> _EXTRACTED TEXT_:
##########

Key Information
- SonarCloud discovered a critical Zip Slip vulnerability in OpenRefine.
- If a user running a vulnerable version is tricked into importing a malicious project, an attacker could execute arbitrary code on the user’s machine.
- SonarCloud not only discovered the vulnerability but also provides valuable guidance on how to mitigate this kind of vulnerability and prevent common pitfalls.
- The vulnerability was fixed with version 3.7.4.
OpenRefine Zip Slip Vulnerability: Introduction
OpenRefine is a Java-based open-source data cleaning and transformation tool. This includes loading different types of data, cleaning it, converting it, and extending it. All of this can be done from the browser by accessing OpenRefine’s web interface. With almost 10k stars and ~1.8k forks, it is one of the more popular GitHub projects.
In our continuous effort to help secure open-source projects and improve our Clean Code solution, we regularly scan open-source projects via SonarCloud and evaluate the findings. In fact, everybody can also do it – SonarCloud is a free code analysis product for open-source projects, regardless of their size or language.
One of the findings reported by SonarCloud was a Zip Slip vulnerability in OpenRefine that made us curious. A Zip Slip vulnerability is caused by inadequate path validation when extracting archives, which may allow attackers to overwrite existing files or extract files to unintended locations.
In this article, we outline the impact of this vulnerability and explain how this and other code vulnerabilities can be detected with SonarCloud. Furthermore, we explain how attackers could exploit the vulnerability and describe a typical pitfall developers may fall into when trying to fix it.
OpenRefine Zip Slip Vulnerability: Impact
OpenRefine version 3.7.3 and below is prone to a Zip Slip vulnerability in the project import feature (CVE-2023-37476). Although OpenRefine is designed to only run locally on a user's machine, an attacker can trick a user into importing a malicious project file. Once this file is imported, the attacker can execute arbitrary code on the user’s machine:
The vulnerability was fixed with OpenRefine version 3.7.4.

##########

> _TASKS_:
(1) List the things the OpenRefine Zip Slip write-up says the tool can do with data.
(2) Pick up the OpenRefine Zip Slip write-up after its last sentence and keep writing.
You won't need the material that comes after this point.

> _SUPPLIED MATERIAL_:
##########

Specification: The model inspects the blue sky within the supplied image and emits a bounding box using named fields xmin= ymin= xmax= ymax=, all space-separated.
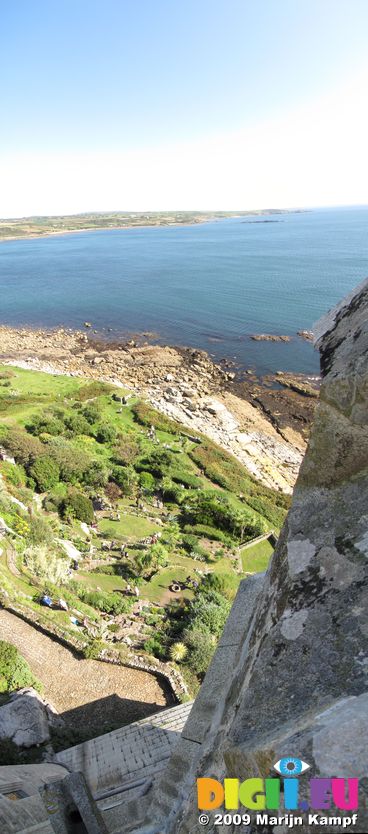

##########

> _ANSWERS TO THE EXERCISES_:
(1)
- Loading different types of data
- Cleaning it
- Converting it
- Extending it

(2)
OpenRefine Zip Slip Vulnerability: Technical Details
In this section, we dive into the technical details of the vulnerability.
Vulnerability Discovery
SonarCloud is our cloud-based code analysis service. It uses state-of-the-art techniques in static code analysis to find quality issues, bugs, and security vulnerabilities in your code. With the recently added deeper SAST technology it is even possible to uncover hidden security vulnerabilities introduced by the usage of third-party dependencies.
During our regular scan of public open-source projects, the engine reported the following issue in OpenRefine (see it yourself on SonarCloud):
As clearly visible by the highlighted code flow, the untar
method iterates over all files within an archive and uses the tarEntry.getName()
method to create a new File
object, which is then passed to FileOutputStream
to extract this file. This introduces a Zip Slip vulnerability allowing an attacker to write files outside the intended folder (destDir
) by creating an archive with a file, e.g., named ../../../../tmp/pwned
.
The vulnerable untar
method is called from the FileProjectManager.importProject
method, which handles the import of existing Refine project files:
OpenRefine/main/src/com/google/refine/io/FileProjectManager.java
Projects can either be imported by directly uploading an archive or by providing the URL of an archive. This is what the feature looks like on the web interface:
The corresponding endpoint is called /command/core/import-project
. Although this and all other endpoints of OpenRefine do not require authentication, OpenRefine is supposed to run locally on a user’s machine. Additionally, the employed CSRF protection prevents malicious JavaScript code executed in the context of another website from performing unauthorized actions. In order to exploit the vulnerability, an attacker could still trick a user into importing a malicious project.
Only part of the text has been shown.